- **課題内容**:
本文を読み、次の問いにそれぞれ一行で答えよ。
1. 「私」が車で向かった病院の名前は何か。
2. 看護師が預かっていたものとして渡したのは何か。
3. 『桃栗あんこ』を差し出された際、病院側は贈答品についてどう対応したか。

2:桃栗あんこ
日曜日。前日に指定されたものと、『桃栗あんこ』を持って、車で凧中総合病院に向かう。余山市の中央にあるため、駐車場も無料ではない。が、院内で患者訪問の印が押されれば、まずは、30分無料、患者説明の為の印が押されれば全額無料になる。ただ、そういうのが分かるのは、その病院を何度も使う時か、余裕のある時で、凧中に単独で来た私には頭から抜けやすい事柄である。しかも、病院の休日(時間外)であり、コロナで必要以上にガチガチな体制が組まれ始めたばかりの時だ。
救急の部屋の前に行き、インターホンを押すと、看護師が出てきて、私の体温を測定し、健康チェックをして紙に記載した。
「これが言われていたものです。」
「こちらがお預かりしていた毛布とお洋服ですね。」
「あと、これ、皆さんで召し上がってください。」
私は、すかさず『桃栗あんこ』を差し出した。
「申し訳ありませんが、当病院では、患者様からスタッフへの贈答品はいただいておりません。お気持ちだけ受け取っておきます。」
むー。残念だが、この対応は少し見直した。かつて、20年前頃は手術前に医者に贈り物をしろと言われていた気がする。いろいろ押したのだが、受け取られなかった。
なお、その日は部屋に入れてもらえなかった。そこで様子を聞くと、
「昨日と同じですよ。」

- **データ**:

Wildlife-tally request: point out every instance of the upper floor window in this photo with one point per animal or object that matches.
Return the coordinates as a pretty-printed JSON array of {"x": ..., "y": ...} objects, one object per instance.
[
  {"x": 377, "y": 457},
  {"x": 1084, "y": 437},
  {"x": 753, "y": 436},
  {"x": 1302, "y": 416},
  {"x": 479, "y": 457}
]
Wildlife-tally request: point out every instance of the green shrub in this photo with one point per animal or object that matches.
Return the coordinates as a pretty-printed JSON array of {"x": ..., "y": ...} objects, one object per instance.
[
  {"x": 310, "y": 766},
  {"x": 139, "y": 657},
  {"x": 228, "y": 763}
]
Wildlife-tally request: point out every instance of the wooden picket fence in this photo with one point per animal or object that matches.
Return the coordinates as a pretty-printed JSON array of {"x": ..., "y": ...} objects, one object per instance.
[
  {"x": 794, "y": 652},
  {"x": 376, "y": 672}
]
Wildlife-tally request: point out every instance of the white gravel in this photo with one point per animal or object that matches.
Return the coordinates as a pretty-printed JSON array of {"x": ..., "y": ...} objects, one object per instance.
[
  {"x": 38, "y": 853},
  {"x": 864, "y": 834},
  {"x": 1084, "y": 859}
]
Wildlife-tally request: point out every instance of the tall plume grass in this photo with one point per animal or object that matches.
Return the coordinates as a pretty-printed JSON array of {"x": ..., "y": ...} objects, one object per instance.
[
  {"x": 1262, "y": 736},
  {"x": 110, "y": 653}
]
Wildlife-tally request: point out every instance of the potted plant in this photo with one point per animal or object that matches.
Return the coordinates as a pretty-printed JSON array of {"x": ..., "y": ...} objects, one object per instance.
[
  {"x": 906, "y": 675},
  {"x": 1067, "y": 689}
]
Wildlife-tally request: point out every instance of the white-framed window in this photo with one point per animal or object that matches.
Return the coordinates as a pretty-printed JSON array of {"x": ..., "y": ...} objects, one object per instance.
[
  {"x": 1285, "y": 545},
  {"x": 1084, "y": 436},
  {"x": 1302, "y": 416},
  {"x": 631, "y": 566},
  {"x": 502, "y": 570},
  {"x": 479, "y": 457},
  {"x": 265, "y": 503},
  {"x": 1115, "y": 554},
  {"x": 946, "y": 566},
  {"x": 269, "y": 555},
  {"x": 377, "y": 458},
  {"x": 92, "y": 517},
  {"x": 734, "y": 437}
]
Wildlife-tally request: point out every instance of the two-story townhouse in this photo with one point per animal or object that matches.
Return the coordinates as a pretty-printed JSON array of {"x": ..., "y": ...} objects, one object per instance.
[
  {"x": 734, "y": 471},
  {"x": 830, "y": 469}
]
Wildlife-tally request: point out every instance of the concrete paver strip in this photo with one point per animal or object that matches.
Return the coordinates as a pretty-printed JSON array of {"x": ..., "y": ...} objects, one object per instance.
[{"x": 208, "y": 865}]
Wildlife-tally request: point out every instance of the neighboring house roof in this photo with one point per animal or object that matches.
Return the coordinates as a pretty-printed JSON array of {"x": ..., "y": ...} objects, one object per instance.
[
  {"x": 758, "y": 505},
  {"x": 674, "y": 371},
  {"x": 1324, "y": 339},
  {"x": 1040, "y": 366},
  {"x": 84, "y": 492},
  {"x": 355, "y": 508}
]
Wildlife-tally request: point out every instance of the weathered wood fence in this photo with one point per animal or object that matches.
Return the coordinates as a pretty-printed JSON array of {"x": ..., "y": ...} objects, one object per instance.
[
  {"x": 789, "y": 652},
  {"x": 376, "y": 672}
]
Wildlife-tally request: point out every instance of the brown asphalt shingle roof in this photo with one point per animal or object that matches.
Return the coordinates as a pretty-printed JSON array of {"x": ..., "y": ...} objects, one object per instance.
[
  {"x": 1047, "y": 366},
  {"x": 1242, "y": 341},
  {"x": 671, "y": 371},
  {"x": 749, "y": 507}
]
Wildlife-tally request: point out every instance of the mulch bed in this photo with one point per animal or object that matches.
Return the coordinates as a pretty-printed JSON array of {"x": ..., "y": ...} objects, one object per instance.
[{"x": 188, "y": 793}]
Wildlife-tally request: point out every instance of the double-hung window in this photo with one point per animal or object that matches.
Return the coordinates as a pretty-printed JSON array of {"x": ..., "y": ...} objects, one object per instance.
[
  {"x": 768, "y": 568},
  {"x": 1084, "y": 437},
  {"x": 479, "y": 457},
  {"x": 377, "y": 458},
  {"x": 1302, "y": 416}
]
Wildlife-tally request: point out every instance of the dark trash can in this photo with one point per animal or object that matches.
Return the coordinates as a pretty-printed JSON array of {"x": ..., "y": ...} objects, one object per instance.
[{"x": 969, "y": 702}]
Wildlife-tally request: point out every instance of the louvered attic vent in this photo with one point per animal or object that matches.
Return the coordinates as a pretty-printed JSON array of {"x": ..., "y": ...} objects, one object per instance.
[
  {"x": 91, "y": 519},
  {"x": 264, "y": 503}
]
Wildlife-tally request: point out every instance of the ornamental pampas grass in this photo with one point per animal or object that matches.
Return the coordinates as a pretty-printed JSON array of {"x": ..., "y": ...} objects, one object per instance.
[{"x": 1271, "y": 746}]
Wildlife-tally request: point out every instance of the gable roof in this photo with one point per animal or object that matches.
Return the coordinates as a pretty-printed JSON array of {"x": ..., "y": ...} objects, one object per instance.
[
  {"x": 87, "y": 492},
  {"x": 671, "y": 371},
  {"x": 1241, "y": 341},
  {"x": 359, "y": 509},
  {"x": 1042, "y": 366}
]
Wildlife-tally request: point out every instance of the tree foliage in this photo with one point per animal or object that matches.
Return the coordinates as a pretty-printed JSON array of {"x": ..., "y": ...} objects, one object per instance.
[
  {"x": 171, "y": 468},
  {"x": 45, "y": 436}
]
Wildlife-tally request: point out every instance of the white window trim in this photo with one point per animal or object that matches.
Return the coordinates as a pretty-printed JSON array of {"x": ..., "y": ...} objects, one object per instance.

- **記述解答**:
1. 凧中総合病院
2. 毛布と洋服
3. 当病院では患者からスタッフへの贈答品は受け取っていないとして断り、気持ちだけ受け取ると伝えた。